> INSTRUCTIONS FOR THE TASK
Filter the items below, keeping only the lines that contain the string "sweater". Copy each of those lines in full.

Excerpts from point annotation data
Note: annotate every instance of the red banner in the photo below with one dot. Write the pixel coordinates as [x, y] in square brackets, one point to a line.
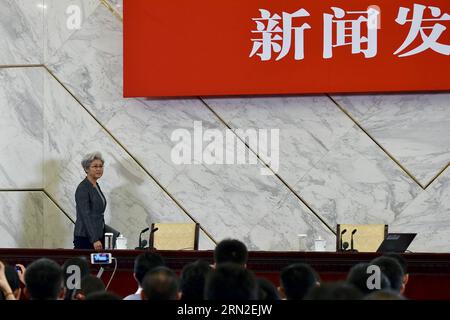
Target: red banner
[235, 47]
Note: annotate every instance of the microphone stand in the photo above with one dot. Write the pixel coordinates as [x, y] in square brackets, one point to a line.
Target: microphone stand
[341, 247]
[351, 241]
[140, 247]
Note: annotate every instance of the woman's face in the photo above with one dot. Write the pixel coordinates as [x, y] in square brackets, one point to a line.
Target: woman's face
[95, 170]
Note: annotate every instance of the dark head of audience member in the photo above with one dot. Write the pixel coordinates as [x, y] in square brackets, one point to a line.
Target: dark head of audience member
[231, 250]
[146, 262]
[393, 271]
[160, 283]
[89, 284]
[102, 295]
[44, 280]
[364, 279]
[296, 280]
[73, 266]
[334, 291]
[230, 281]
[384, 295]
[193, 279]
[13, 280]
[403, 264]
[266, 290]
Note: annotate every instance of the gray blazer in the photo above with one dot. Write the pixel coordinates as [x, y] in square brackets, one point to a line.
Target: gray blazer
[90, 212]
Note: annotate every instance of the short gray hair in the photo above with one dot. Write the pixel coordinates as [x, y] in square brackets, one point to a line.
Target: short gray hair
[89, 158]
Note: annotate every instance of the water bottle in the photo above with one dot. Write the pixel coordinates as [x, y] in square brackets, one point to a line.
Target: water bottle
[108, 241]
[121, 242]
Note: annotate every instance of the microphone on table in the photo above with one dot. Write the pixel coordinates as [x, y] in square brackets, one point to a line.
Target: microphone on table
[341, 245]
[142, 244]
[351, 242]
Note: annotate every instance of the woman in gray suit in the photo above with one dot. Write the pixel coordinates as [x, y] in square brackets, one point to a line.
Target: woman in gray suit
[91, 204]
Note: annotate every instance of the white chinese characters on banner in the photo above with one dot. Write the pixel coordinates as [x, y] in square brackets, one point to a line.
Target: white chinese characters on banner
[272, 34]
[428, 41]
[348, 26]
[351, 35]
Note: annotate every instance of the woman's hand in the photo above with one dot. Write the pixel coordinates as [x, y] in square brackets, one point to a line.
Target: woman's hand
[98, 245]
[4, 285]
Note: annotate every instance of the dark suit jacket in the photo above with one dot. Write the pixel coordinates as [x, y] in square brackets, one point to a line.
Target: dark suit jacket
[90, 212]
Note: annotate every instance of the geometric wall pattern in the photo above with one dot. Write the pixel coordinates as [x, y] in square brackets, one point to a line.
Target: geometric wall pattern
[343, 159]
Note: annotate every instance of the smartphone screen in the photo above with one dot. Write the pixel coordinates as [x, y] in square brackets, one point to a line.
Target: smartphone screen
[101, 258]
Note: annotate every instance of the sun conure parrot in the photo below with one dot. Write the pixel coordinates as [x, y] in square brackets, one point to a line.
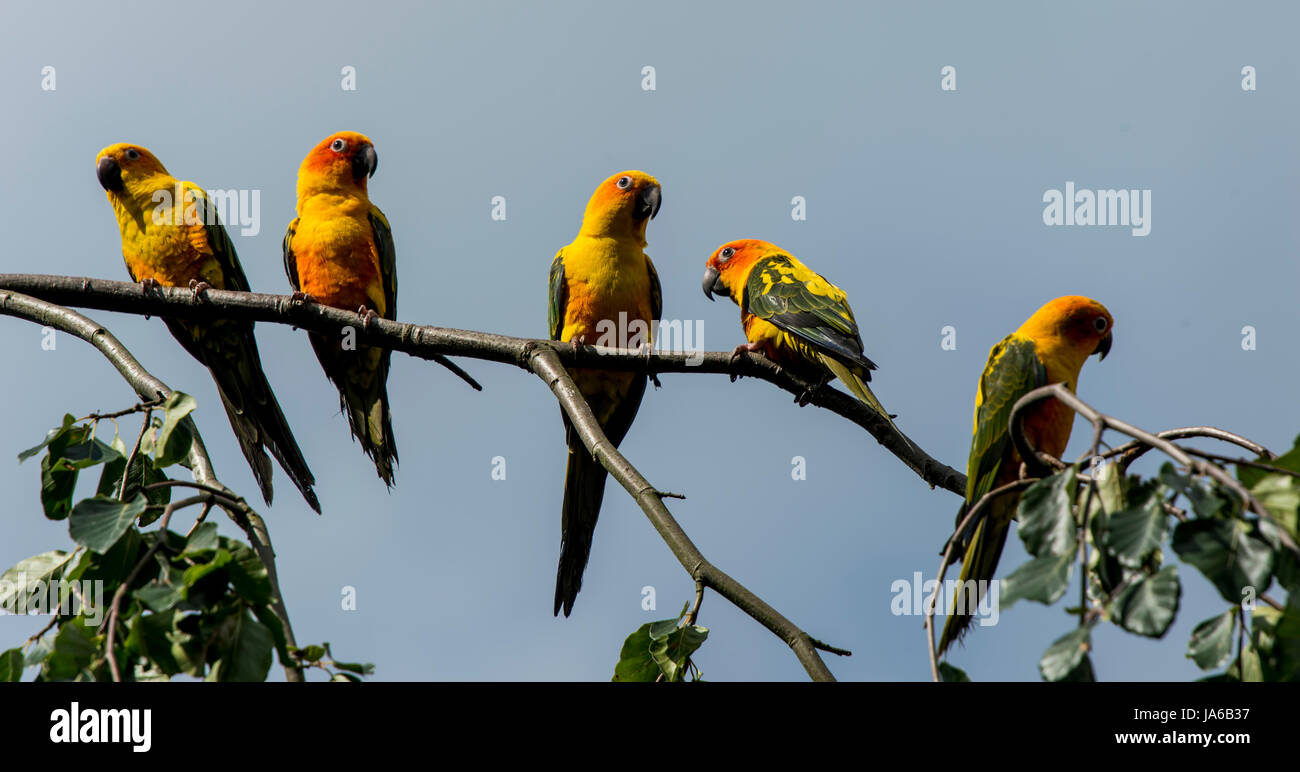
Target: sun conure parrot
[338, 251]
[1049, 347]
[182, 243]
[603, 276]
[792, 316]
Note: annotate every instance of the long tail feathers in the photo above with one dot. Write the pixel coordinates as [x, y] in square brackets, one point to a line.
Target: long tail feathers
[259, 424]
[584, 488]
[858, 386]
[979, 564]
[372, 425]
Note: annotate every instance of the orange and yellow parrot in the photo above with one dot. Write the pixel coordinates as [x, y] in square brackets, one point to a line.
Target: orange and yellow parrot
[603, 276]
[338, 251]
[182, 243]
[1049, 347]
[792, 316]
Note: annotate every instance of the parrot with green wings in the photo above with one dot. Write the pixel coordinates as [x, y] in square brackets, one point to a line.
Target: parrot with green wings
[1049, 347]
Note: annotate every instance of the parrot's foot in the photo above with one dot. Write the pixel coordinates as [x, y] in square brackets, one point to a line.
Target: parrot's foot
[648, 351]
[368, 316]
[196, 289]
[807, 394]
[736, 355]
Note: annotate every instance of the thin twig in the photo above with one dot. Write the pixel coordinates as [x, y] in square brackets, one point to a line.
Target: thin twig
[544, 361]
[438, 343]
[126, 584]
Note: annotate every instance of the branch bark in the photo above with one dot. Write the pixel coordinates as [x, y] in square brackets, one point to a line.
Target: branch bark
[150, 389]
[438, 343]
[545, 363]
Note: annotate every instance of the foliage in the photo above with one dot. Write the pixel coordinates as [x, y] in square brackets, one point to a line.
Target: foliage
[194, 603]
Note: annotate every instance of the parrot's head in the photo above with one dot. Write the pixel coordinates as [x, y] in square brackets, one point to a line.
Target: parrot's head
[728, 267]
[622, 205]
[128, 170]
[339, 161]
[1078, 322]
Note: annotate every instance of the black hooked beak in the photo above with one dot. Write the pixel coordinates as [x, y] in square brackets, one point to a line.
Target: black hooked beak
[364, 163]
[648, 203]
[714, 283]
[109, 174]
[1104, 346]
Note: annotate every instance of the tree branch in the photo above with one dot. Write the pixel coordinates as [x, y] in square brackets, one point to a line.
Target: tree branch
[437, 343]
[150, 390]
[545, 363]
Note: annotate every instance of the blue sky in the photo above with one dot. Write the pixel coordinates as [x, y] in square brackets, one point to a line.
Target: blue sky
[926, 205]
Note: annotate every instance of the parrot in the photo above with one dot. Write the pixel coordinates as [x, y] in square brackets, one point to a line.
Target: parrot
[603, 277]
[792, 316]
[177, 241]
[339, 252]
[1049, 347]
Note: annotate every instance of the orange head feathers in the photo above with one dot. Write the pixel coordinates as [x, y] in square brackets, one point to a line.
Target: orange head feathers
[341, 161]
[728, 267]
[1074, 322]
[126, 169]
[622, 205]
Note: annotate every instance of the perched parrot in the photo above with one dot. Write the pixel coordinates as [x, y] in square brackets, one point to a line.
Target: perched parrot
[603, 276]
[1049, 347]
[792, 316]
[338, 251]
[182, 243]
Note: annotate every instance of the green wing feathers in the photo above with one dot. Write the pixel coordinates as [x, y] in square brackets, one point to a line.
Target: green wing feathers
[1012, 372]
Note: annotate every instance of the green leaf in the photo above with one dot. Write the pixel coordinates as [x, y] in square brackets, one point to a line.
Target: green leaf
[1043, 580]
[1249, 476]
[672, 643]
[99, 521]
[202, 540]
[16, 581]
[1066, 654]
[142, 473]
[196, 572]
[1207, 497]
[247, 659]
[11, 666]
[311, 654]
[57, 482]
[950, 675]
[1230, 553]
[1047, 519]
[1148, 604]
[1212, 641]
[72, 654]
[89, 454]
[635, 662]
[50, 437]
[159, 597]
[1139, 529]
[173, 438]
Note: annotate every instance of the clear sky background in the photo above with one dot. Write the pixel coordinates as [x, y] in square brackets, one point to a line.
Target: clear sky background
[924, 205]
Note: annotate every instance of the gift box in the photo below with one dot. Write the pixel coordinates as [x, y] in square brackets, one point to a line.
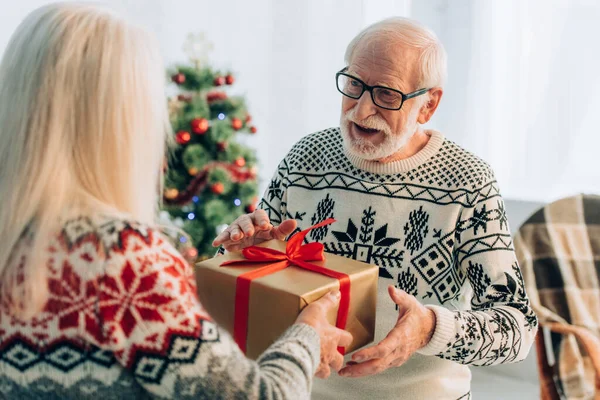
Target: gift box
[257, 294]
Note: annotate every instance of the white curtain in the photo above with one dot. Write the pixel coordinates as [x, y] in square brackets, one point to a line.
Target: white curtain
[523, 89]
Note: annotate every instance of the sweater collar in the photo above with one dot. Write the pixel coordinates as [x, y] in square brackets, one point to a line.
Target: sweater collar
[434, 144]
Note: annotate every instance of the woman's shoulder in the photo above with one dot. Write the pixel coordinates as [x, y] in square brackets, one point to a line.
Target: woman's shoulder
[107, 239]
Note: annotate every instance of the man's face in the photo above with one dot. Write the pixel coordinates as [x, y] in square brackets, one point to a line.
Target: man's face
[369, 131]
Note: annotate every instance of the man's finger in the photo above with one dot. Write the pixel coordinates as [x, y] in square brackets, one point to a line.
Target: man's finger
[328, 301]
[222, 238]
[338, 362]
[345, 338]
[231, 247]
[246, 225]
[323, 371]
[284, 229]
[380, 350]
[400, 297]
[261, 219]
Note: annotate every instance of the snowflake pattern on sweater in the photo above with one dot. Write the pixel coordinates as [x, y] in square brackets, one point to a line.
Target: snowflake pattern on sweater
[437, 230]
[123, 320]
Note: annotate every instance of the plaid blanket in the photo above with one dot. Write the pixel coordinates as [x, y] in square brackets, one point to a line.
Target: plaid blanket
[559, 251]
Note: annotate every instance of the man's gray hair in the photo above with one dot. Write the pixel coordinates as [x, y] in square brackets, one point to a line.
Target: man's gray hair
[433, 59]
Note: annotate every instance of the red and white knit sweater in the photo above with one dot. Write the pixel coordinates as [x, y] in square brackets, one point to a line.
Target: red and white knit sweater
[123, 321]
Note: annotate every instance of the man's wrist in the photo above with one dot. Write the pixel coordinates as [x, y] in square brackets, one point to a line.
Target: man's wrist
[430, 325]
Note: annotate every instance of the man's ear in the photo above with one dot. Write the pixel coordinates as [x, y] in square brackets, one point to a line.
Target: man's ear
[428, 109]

* * *

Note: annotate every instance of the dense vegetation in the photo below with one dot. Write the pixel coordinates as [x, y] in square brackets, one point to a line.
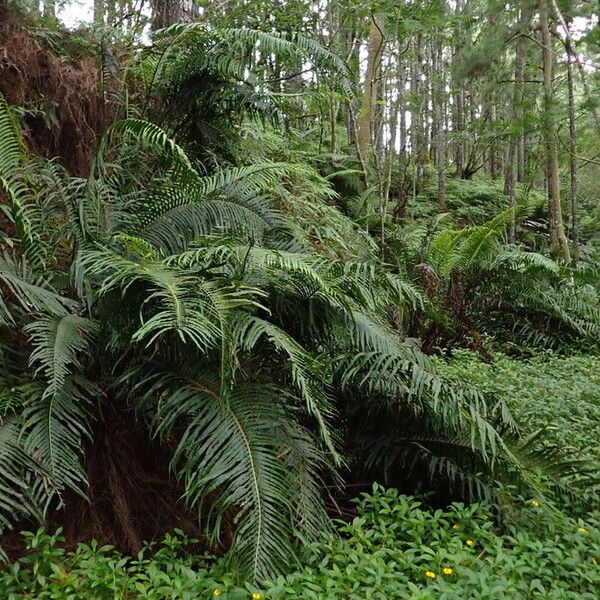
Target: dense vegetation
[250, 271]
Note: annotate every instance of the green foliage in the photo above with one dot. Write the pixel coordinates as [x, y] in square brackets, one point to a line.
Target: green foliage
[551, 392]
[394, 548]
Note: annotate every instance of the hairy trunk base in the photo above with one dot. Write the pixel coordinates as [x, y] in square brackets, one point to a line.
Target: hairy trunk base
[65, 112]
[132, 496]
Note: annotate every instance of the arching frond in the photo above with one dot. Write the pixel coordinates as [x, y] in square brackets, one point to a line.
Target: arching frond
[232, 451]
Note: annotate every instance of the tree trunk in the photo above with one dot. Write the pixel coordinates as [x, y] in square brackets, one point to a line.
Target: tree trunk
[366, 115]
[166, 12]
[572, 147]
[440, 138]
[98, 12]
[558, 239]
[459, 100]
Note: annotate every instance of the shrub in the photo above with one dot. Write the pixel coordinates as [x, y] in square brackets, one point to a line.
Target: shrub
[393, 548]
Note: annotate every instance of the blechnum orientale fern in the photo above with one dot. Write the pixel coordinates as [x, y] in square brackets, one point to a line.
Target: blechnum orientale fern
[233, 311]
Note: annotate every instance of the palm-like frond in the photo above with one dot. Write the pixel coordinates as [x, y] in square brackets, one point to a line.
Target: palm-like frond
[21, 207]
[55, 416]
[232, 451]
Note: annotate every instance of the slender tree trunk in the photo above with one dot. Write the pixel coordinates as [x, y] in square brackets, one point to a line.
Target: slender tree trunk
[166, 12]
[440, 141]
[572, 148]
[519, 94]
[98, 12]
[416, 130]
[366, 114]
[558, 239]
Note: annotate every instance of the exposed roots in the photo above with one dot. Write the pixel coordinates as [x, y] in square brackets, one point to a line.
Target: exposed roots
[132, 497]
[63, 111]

> RESPONSE BELOW
Note: annotate every instance of the sweater collar in the photo above with one dot. Write the pixel coordinates as [x, y] in square brackets, one point to a line.
Target: sweater collar
Note: annotate every instance of the snowflake pattern on sweater in the photo above with one dot. Write the pixel coordinates as [x, y] in square brackets, one point to a line.
Target: snowflake pattern on sweater
Note: annotate every instance of the red and white knit sweater in the photo above with one dot. Write the pixel coordinates as [x, y] in square brackets, one point to a line.
Target: red and white knit sweater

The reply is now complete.